>> Start Page text

2.6       The Customer shall not:

(a)     except as may be allowed by any applicable law which is incapable of exclusion by agreement between the parties and except to the extent expressly permitted under this Agreement:

(i) attempt to copy, modify, duplicate, create derivative works from, frame, mirror, republish, download, display, transmit, or distribute all or any portion of the Software (as applicable) in any form or media or by any means; 

(ii)  attempt to de-compile, reverse compile, disassemble, reverse engineer or otherwise reduce to human-perceivable form all or any part of the Software; or

(iii) damage, destroy, disrupt, disable, impair, interfere with, or otherwise impede or harm the Services in any manner

(b)     access all or any part of the Services in order to build a product or service which competes directly or indirectly with the Services;

(c)       use the Services to provide services to third parties;

(d)   license, sell, rent, lease, transfer, assign, distribute, display, disclose, or otherwise commercially exploit, or otherwise make the Services, or part thereof, available to any third party except the Authorised Users, or

(e)   attempt to obtain, or assist third parties in obtaining, access to the Services, other than as provided under this clause 2.

2.7   The Customer shall prevent any unauthorised access to, or use of, the Services and, if there is any such unauthorised access or use, promptly notify the Supplier

2.8 Customer shall be entitled to: (i) use the Documentation internally solely to support its authorized use of the Services; and (ii) make that number of copies of the Documentation as are reasonably required for it to exercise its rights hereunder. Any such copies shall include all trademarks or other proprietary legends where and as set forth in the original.

2.9 Without limiting the rights and remedies of Supplier, any use of the Services in breach of this Agreement, Documentation or Order Form(s) by Customer or Authorized Users, that in Supplier’s judgment threatens the security, integrity or availability of the Services, may result in immediate suspension of Customer’s access to the Services; provided, however, that Supplier will use commercially reasonable efforts under the circumstances to provide Customer with notice and an opportunity to remedy such violation or threat prior to such suspension.

>> End Page text
>> Start Material shown

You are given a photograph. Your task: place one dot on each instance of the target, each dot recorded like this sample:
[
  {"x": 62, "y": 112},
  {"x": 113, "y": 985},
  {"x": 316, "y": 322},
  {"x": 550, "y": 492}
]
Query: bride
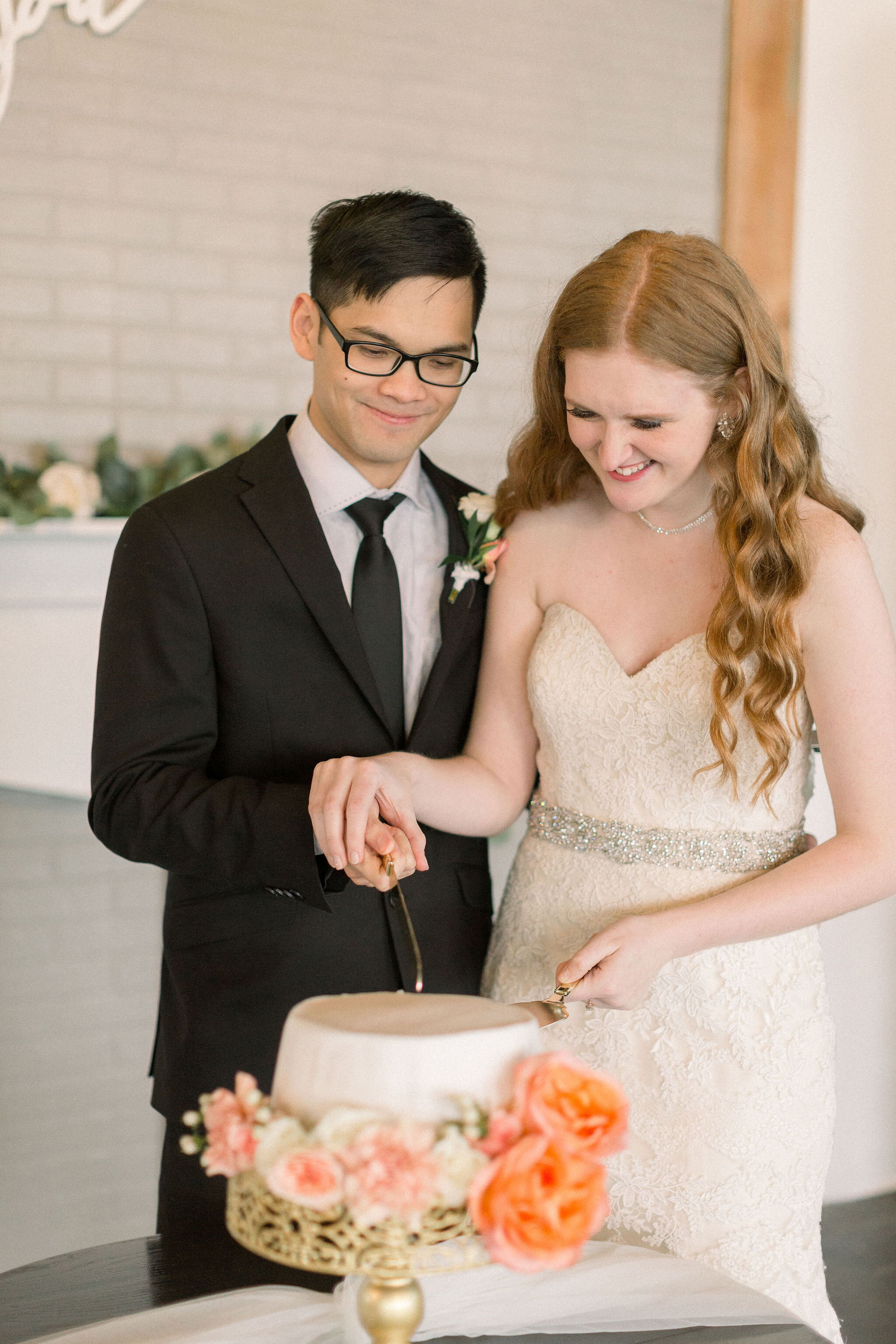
[{"x": 682, "y": 582}]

>> End Material shown

Written problem 1: In the agreement excerpt, who must the Customer promptly notify if the Services are accessed or used without authorization?
Written problem 2: From the agreement excerpt, return the part that opens with the words containing "(b)     access" and closes with "this clause 2.".

Task output 1: The Supplier.

Task output 2:
(b)     access all or any part of the Services in order to build a product or service which competes directly or indirectly with the Services;

(c)       use the Services to provide services to third parties;

(d)   license, sell, rent, lease, transfer, assign, distribute, display, disclose, or otherwise commercially exploit, or otherwise make the Services, or part thereof, available to any third party except the Authorised Users, or

(e)   attempt to obtain, or assist third parties in obtaining, access to the Services, other than as provided under this clause 2.